= INSTRUCTIONS FOR THE TASK =
Return the following from the records below: each line, word for word, starting with the line that contains "Target: stovetop" and going on through the line that contains "the shirt collar", with nothing outside that range.

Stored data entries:
· · · ·
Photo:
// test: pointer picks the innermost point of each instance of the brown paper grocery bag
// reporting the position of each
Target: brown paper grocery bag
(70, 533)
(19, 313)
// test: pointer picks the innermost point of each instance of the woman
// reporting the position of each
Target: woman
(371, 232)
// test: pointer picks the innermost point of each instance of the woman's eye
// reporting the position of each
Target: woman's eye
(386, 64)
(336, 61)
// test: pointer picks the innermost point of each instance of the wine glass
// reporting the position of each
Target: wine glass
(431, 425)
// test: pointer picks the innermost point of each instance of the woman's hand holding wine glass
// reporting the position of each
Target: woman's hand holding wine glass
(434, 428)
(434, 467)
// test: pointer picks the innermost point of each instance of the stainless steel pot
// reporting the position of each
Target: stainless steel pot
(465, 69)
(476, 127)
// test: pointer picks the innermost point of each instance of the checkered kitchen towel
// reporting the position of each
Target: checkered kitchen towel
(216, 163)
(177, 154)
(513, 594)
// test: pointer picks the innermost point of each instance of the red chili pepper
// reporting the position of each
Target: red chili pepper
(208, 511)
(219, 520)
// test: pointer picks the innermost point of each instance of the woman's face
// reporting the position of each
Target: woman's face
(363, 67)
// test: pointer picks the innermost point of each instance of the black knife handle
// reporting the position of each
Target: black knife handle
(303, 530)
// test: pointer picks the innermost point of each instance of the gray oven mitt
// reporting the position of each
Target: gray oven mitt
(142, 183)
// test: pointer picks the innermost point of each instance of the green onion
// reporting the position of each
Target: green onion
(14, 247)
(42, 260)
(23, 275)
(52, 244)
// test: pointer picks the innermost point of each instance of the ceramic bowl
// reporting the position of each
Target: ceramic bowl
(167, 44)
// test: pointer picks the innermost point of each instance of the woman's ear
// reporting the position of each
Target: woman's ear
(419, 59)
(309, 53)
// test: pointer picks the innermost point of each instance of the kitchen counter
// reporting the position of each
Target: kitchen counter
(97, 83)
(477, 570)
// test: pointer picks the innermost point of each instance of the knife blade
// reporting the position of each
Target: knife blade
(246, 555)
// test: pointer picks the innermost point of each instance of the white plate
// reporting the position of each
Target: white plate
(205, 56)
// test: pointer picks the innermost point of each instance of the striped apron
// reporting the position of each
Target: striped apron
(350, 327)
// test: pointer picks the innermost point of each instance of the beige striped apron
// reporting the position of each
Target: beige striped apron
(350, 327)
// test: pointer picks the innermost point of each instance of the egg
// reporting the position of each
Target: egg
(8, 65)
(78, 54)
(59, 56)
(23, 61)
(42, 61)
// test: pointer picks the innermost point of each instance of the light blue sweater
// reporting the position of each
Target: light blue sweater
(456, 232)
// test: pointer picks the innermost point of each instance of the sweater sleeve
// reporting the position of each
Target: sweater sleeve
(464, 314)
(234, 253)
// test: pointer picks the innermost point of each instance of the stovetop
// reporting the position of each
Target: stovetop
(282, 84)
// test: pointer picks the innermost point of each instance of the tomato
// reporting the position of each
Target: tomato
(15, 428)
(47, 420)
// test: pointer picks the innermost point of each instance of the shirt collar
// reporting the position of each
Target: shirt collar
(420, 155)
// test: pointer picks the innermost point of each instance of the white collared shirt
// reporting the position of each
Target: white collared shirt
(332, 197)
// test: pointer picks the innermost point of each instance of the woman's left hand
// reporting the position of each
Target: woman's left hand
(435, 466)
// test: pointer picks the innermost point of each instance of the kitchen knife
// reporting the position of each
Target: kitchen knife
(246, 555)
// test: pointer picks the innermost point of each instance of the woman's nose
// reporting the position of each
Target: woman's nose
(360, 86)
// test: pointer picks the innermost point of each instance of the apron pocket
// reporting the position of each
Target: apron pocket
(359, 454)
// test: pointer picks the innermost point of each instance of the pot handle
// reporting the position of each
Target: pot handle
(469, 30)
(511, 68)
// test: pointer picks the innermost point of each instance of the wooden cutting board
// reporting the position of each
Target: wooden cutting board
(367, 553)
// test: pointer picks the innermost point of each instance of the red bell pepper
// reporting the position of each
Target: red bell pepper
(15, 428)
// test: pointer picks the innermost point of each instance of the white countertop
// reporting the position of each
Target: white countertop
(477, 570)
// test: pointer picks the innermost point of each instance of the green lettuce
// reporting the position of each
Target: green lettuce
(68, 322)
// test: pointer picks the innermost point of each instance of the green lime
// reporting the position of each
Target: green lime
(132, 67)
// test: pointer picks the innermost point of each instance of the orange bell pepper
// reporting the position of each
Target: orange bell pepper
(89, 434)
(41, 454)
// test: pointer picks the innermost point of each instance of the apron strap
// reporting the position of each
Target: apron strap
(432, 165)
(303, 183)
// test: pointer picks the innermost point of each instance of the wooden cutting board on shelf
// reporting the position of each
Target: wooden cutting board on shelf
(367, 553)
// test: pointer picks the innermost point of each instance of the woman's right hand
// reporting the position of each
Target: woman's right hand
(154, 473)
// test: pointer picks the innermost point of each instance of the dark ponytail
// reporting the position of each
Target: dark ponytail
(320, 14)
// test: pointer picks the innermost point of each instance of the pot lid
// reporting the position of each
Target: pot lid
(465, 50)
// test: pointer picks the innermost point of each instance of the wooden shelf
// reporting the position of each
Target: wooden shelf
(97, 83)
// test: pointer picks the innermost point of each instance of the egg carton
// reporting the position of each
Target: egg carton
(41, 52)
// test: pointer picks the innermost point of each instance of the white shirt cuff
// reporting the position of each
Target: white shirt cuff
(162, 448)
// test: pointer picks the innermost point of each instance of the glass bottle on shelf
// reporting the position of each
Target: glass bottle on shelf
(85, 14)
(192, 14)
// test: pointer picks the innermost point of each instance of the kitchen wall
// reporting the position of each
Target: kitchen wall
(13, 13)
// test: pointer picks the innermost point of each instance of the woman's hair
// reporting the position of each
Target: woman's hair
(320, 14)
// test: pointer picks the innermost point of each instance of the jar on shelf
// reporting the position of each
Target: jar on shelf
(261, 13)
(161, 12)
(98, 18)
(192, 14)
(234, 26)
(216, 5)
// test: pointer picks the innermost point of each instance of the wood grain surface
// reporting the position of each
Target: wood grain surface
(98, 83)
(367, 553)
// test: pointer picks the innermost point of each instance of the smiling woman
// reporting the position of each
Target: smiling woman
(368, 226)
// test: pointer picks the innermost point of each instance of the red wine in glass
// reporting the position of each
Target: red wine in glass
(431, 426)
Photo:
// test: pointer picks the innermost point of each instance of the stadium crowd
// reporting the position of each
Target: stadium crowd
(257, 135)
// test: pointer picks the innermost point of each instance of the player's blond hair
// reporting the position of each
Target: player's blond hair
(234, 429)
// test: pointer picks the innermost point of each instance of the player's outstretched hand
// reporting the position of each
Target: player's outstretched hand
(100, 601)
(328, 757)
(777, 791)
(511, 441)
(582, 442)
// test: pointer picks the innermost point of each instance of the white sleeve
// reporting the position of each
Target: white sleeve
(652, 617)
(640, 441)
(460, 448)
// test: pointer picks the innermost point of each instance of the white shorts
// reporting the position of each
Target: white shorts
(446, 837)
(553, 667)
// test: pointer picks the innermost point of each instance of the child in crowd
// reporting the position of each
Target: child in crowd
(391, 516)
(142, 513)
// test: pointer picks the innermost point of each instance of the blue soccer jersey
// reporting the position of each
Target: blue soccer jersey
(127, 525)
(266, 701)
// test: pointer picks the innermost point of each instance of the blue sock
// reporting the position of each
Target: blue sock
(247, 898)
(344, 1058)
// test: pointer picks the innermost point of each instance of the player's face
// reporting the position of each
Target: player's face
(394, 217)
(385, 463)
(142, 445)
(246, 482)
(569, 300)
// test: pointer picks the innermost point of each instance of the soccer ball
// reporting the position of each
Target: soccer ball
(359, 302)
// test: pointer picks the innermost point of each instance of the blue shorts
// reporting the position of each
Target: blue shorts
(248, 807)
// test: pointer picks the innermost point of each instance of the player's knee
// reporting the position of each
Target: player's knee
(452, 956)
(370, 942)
· · · ·
= COMPLETED EXERCISE =
Target: stovetop
(282, 84)
// test: pointer picks the innermost point of each instance of the tomato
// reporting the position of each
Target: tomato
(15, 428)
(47, 420)
// test: pointer picks the innermost point of each instance of the shirt collar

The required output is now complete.